Objective >> Please pull out every line below that contains the string "frame". Case matters.

───── Supplied material

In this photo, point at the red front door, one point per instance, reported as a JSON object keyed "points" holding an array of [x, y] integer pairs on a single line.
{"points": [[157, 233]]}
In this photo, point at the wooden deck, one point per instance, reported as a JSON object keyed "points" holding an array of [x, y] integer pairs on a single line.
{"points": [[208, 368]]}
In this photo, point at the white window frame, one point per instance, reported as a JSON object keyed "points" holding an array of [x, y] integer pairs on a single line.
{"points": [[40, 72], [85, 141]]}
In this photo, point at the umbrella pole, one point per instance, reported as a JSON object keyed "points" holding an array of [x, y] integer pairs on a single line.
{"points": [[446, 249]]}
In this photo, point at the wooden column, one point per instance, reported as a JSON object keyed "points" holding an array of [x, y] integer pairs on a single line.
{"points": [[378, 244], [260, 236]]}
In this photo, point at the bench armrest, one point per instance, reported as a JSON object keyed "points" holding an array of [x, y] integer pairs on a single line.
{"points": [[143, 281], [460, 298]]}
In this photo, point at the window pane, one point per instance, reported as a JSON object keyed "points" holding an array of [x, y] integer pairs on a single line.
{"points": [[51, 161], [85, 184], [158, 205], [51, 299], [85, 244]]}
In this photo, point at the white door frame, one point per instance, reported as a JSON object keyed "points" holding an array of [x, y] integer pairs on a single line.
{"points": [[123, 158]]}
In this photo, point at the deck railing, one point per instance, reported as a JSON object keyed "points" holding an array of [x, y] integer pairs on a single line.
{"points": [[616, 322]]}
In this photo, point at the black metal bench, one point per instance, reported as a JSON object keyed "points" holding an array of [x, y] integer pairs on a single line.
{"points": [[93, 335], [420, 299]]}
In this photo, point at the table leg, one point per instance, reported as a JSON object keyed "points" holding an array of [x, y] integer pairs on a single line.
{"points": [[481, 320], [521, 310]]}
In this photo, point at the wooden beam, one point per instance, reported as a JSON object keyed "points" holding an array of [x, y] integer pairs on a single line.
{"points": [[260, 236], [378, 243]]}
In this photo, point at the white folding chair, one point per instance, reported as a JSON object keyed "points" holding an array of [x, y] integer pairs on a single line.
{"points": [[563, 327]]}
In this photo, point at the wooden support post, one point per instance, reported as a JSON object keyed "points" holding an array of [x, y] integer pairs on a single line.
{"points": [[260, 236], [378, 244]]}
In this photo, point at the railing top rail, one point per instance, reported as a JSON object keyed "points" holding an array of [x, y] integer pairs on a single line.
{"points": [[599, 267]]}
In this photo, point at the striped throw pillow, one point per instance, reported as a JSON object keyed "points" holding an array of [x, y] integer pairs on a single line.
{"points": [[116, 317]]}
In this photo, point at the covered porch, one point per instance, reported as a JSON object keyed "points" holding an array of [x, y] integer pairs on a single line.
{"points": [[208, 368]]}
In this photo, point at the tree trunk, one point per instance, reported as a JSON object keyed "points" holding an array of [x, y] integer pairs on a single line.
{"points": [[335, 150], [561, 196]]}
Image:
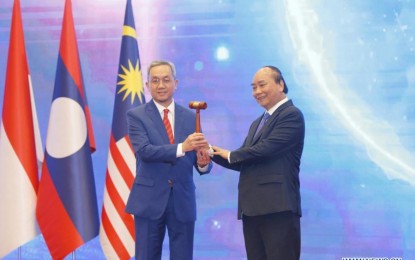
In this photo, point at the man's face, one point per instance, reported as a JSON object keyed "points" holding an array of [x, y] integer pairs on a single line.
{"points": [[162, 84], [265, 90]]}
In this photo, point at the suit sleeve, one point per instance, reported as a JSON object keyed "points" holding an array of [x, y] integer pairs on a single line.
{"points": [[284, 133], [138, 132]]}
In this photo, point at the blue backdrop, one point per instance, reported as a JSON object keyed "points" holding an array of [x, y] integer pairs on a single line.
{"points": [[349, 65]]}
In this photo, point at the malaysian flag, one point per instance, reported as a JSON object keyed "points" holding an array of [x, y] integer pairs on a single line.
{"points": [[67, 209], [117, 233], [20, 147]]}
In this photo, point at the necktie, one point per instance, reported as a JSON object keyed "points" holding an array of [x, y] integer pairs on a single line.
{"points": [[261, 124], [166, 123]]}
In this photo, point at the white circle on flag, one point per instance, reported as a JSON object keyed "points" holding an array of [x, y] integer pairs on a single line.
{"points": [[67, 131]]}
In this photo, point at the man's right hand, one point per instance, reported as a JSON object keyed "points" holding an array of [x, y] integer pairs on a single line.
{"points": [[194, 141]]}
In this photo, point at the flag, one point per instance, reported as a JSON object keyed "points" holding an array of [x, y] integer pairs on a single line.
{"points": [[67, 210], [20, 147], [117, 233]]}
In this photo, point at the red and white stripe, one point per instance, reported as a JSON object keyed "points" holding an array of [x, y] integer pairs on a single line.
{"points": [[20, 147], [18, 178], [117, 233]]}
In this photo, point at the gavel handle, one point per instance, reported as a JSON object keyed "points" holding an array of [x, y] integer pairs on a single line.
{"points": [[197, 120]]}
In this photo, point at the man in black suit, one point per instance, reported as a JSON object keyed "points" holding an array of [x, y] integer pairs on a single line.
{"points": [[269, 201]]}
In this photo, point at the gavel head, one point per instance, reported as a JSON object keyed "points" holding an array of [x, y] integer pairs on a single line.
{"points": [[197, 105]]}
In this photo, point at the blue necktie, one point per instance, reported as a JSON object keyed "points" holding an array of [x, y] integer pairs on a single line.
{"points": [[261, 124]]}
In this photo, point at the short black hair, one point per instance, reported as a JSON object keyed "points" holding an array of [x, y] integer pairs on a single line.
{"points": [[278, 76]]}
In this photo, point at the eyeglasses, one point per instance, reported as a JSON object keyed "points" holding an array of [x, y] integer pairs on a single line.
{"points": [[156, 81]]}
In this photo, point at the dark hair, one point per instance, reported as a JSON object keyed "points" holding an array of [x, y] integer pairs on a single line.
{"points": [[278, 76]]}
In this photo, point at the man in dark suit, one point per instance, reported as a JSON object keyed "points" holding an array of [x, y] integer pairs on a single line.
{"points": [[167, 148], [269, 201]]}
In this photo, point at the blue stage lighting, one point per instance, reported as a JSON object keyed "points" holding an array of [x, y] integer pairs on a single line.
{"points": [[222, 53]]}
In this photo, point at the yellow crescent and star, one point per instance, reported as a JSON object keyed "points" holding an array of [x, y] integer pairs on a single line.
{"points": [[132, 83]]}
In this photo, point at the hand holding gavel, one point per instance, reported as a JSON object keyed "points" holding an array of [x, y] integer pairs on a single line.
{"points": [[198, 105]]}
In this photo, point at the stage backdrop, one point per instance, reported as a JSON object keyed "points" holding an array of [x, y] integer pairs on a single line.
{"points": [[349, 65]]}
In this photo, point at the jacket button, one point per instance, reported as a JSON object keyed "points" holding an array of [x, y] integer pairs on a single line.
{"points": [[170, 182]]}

──────────
───── Supplied material

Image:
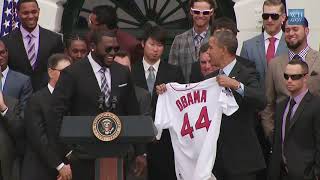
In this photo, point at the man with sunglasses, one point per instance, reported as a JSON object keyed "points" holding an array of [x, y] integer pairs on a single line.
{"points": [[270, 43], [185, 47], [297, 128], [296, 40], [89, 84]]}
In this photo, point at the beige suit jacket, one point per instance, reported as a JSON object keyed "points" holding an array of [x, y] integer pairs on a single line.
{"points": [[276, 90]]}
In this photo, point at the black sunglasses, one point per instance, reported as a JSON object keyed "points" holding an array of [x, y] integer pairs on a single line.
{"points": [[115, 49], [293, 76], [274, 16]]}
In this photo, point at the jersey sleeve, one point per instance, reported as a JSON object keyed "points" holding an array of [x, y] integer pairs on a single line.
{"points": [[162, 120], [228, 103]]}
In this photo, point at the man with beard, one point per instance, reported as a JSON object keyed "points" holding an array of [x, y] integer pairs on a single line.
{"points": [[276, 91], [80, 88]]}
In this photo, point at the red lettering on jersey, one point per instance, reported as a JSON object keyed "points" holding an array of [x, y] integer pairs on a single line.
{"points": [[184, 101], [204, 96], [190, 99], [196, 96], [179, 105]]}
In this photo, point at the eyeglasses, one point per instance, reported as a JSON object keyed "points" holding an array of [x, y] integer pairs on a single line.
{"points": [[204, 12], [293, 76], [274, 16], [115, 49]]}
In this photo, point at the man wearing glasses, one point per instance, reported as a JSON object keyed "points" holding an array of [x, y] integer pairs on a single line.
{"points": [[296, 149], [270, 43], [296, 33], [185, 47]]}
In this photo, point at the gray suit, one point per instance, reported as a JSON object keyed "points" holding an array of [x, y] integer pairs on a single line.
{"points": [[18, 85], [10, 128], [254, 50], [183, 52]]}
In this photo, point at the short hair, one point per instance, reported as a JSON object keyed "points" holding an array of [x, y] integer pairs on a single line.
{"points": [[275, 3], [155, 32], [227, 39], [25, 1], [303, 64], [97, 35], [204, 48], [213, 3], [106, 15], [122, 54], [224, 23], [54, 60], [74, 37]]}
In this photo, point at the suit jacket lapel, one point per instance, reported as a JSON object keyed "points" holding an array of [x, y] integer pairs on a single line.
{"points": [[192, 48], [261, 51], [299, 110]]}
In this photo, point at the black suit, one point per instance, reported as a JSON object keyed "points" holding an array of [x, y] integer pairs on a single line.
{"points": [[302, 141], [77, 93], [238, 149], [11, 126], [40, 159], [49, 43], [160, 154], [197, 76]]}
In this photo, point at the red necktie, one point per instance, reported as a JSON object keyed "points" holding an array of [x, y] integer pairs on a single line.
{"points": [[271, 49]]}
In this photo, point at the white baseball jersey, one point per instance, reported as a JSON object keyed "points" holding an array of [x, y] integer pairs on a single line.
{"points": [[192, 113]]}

──────────
───── Supplied material

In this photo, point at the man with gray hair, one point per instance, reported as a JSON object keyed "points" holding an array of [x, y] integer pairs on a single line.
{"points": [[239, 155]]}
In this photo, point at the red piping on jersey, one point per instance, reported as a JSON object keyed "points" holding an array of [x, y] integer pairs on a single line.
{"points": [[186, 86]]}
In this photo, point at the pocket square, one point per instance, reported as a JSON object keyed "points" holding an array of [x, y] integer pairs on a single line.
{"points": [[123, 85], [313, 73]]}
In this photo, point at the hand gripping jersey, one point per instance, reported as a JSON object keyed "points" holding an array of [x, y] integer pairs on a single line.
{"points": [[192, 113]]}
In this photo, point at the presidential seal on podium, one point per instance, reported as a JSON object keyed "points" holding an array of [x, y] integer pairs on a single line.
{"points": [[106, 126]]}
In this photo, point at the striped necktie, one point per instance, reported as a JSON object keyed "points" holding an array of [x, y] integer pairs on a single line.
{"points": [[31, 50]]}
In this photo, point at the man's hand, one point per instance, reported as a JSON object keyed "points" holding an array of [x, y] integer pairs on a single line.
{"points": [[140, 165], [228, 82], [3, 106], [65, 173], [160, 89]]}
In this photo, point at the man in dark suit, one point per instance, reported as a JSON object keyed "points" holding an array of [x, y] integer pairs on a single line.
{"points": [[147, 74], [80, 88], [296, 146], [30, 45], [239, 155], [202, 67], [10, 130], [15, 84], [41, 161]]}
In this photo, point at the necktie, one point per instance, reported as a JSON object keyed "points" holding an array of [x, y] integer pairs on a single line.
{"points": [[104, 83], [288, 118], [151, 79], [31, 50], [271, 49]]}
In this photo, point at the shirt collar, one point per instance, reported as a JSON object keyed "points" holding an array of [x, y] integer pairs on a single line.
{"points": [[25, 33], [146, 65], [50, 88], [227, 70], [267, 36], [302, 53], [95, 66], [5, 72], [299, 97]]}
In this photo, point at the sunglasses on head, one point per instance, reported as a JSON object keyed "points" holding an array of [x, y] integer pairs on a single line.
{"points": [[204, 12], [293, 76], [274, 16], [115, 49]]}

──────────

Reply to the exercise >>
In this photo, point at the white window frame, one point per instance, reported as a JSON object keyed "points" holding an array of [x, y] integer pairs on a single line.
In this photo, point at the white door frame, one point per instance, reported as a JSON object keyed "points" holding an array of [x, y] integer pairs on a single line.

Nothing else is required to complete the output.